WORK INSTRUCTIONS: In the passage on question maps below, transcribe everything from "Instead, we should" down to "balance the best." word for word.
[PAGE TEXT — start]
Imagine that you’ve just been appointed the head of operations for a five-star hotel in Manhattan. Your boss calls you in her office on your first day and says: “Our biggest problem is how slow elevators are. Everyone complains about it, and we can’t have that. Speed them up.”
How would you do it?
Most people intuitively focus on speeding up the elevators: installing stronger motors, modifying the dispatch algorithm, getting the doors to shut faster, or even installing additional elevators. But there is also a whole set of options that consists of giving the impression that the elevators are faster, for instance by distracting the users with windows or, on the cheaper side, with mirrors, TVs, or newspapers.
Facing a complex challenge, it’s tempting to pursue whichever option we first identify and start implementing it quickly. But relying on this kind of intuitive thinking, particularly in unpredictable environments, might result in poor outcomes —even when we have a high degree of confidence.
Instead, we should first identify the range of solutions that are available to us, which is challenging, because we don’t know what we don’t know. It’s like being an explorer a few hundred years ago who would land on an uncharted piece of land having to decide how to explore it. Well, there is a time-tested approach: map it.
Facing that complex challenge, your first task should be to frame your problem in the form of an overarching question that, once answered, will lay out your proposed plan of action. A good way to frame your problem is to summarize that key question and its context in a situation- complication-question sequence. Once you’ve framed your problem, you should then think of alternative ways—or options—to solve it before deciding which one is on balance the best.
A question map helps you explore that universe of potential options. Question maps are similar to other knowledge cartography tools, such as mind maps, decision trees, and the issue trees that management consultants use. But question maps are also different from these tools in that they obey their own rules, four rules that actively drive structure into your problem-solving process.
- 1. Good question maps answer a single type of question
The first rule of good question maps is that they answer a single type of question. Facing a complex problem, we face two types of questions: why and how. A why question is problem centric; it helps you to diagnose your problem, uncovering its root causes and, ultimately, enabling you to summarize your problem in a more insightful key question. In contrast, a how question is solution centric: It enables you to consider all the possible solutions to your problem.One type of question isn’t consistently better than the other. Both are useful and, in general, you want to ask why before you ask how.
[PAGE TEXT — finish]
[PROVIDED MATERIAL — start]
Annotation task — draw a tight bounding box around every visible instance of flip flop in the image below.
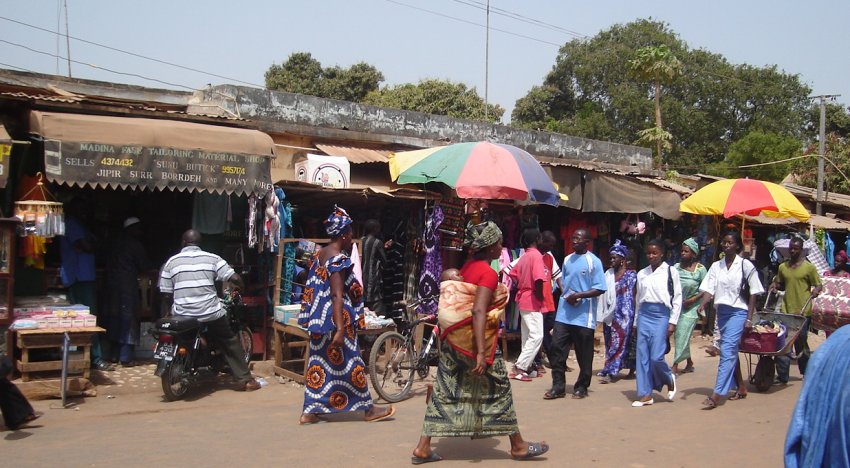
[PROVIDED MATERIAL — finish]
SOLUTION TO THE EXERCISE:
Instead, we should first identify the range of solutions that are available to us, which is challenging, because we don’t know what we don’t know. It’s like being an explorer a few hundred years ago who would land on an uncharted piece of land having to decide how to explore it. Well, there is a time-tested approach: map it.
Facing that complex challenge, your first task should be to frame your problem in the form of an overarching question that, once answered, will lay out your proposed plan of action. A good way to frame your problem is to summarize that key question and its context in a situation- complication-question sequence. Once you’ve framed your problem, you should then think of alternative ways—or options—to solve it before deciding which one is on balance the best.